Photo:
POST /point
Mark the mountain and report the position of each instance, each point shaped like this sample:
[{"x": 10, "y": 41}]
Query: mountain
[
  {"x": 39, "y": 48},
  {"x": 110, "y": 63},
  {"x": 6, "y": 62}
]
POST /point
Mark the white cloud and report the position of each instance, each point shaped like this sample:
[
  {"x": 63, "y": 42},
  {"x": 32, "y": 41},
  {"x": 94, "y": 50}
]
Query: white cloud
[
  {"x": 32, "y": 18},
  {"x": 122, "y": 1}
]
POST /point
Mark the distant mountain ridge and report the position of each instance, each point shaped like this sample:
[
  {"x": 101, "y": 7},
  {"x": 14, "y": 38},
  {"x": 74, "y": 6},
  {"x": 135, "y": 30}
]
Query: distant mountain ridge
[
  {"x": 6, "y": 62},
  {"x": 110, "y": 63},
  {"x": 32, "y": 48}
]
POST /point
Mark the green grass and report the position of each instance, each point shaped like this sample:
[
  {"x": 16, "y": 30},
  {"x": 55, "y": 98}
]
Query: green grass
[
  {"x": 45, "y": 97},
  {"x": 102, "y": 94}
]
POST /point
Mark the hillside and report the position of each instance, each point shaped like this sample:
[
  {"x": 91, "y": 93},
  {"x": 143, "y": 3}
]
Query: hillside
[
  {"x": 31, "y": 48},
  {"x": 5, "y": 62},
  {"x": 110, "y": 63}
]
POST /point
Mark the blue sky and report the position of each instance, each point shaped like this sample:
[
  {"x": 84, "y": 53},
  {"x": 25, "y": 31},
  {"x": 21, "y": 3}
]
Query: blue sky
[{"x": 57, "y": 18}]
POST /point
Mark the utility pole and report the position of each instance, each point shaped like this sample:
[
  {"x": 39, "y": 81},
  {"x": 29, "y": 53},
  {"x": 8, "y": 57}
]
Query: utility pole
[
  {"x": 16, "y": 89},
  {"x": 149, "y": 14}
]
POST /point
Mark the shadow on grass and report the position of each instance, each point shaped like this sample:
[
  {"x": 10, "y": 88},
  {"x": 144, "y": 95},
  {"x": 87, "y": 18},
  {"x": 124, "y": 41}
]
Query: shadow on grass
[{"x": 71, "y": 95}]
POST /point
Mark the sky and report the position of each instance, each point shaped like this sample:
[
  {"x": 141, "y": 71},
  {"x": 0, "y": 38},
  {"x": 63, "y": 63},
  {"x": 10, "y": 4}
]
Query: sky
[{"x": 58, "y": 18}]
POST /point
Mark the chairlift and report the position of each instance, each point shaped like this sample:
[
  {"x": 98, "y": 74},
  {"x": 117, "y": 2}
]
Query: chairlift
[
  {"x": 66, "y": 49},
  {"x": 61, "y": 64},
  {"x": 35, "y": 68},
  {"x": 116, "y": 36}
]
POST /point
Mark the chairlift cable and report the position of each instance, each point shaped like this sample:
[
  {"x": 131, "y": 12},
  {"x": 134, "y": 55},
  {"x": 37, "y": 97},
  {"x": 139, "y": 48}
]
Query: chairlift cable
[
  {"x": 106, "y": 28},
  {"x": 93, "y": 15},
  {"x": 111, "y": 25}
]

▸ **Stated problem**:
Pick out every line in the items above that contains the word "each". Case counts, so a capitalized form doesn't match.

▸ **Solved problem**:
Mark the mountain and report the position of each instance, each point shaped like this sample:
Mark the white cloud and report the position of each instance, each point shaped like this sample:
Mark the distant mountain ridge and report the position of each instance, each point shaped like this sample:
Mark the green grass and report the position of each instance, each point shaped like this sample:
Mark the hillside and report the position of each instance, each point shaped like this sample:
Mark the blue sky and report the position of each instance, each point shaped like this sample:
Mark the utility pole and report the position of each instance, each point shaped like this sample:
Mark the shadow on grass and report the position of each instance, each point shaped like this sample:
Mark the sky and report the position of each instance, each point shaped like this sample:
Mark the chairlift and report the position of each instance, each point shaped like this sample:
Mark the chairlift cable and report the position of each instance, each point shaped like this sample:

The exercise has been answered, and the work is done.